:: Supplied data
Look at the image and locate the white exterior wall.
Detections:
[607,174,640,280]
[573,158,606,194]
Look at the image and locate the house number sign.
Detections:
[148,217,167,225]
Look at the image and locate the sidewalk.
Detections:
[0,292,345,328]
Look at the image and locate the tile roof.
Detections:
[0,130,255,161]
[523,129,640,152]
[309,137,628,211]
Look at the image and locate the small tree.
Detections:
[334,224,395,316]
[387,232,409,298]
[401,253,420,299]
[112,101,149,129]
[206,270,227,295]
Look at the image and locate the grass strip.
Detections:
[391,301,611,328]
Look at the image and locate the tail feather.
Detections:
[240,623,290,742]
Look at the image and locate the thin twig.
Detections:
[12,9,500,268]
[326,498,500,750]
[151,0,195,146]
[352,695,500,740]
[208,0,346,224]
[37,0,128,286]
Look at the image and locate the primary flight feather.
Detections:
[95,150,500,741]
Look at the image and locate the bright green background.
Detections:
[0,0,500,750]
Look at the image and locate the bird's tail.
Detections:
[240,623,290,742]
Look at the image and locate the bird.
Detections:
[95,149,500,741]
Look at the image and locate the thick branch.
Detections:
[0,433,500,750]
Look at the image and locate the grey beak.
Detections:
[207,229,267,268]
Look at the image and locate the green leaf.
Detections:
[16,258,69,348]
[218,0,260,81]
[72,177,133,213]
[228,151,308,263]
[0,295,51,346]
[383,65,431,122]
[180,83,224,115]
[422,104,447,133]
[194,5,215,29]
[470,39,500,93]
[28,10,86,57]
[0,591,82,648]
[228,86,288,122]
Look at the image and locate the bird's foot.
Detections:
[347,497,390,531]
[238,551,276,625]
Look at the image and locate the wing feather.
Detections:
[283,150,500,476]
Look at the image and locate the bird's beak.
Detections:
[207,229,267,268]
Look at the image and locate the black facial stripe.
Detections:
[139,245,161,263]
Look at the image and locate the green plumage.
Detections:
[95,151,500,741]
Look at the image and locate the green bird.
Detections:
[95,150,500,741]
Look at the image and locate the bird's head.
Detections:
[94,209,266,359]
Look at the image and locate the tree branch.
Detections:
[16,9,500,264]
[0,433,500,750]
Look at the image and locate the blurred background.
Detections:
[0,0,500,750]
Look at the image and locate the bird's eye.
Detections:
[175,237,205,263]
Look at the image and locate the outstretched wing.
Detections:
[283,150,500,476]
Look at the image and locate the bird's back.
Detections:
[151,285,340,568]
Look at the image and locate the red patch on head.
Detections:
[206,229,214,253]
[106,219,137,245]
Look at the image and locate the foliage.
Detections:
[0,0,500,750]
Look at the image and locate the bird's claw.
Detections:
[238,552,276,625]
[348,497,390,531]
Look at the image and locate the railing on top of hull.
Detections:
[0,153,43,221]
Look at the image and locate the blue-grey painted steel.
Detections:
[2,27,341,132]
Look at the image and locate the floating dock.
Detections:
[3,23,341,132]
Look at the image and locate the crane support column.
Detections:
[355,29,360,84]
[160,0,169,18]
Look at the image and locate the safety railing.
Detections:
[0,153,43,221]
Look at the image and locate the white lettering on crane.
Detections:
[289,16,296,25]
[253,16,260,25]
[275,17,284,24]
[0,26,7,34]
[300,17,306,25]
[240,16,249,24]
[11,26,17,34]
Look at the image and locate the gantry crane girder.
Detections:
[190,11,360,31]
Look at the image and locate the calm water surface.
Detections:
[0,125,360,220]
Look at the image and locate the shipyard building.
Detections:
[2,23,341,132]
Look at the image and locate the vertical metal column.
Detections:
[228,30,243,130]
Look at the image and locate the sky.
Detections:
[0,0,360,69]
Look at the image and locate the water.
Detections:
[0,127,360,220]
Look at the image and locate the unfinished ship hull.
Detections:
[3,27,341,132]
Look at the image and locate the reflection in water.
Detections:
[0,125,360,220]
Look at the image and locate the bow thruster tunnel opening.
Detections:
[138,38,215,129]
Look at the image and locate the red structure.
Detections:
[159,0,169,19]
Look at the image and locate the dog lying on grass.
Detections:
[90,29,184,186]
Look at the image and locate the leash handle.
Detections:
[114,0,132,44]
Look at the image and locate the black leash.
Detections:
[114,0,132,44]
::::
Task prompt
Update the lines in the stretch from the start of the records through the line that contains "[228,86,288,122]", changing "locate" to "find" and keeping everything else the same.

Complete answer
Look at the image and find the white exterior wall.
Detections:
[607,174,640,280]
[573,158,606,194]
Look at the image and find the house number sign.
Detections:
[148,217,167,225]
Look at the image and find the sidewalk.
Detections:
[0,292,345,328]
Look at the image and find the tile roof.
Detections:
[0,130,255,161]
[523,129,640,152]
[309,137,628,211]
Look at the image and find the small tree.
Detections:
[334,224,395,316]
[387,232,409,298]
[401,253,420,299]
[112,101,149,129]
[206,270,227,295]
Look at the image and find the grass strip.
Detections:
[391,301,611,328]
Look at the image and find the tail feather.
Detections:
[240,623,290,742]
Look at the image and find the thin twig.
Detections:
[12,9,500,268]
[326,498,500,750]
[151,0,195,146]
[352,695,500,740]
[208,0,346,224]
[37,0,128,286]
Look at the image and find the primary flight feather.
Detections:
[95,150,500,741]
Look at the image and find the bright green background.
Detections:
[0,0,500,750]
Look at the image and find the bird's tail.
Detections:
[240,623,290,742]
Look at the image and find the bird.
Detections:
[95,149,500,741]
Look at the image and find the thick branch.
Detections:
[0,433,500,750]
Look at the image and find the grey beak.
Detections:
[207,229,267,268]
Look at the image and find the green leaf.
Detections:
[16,258,69,348]
[218,0,260,81]
[72,177,133,213]
[228,151,308,263]
[0,295,51,346]
[383,65,431,122]
[180,83,224,115]
[422,104,447,133]
[194,5,215,29]
[470,39,500,93]
[28,10,86,57]
[0,591,82,648]
[228,86,288,122]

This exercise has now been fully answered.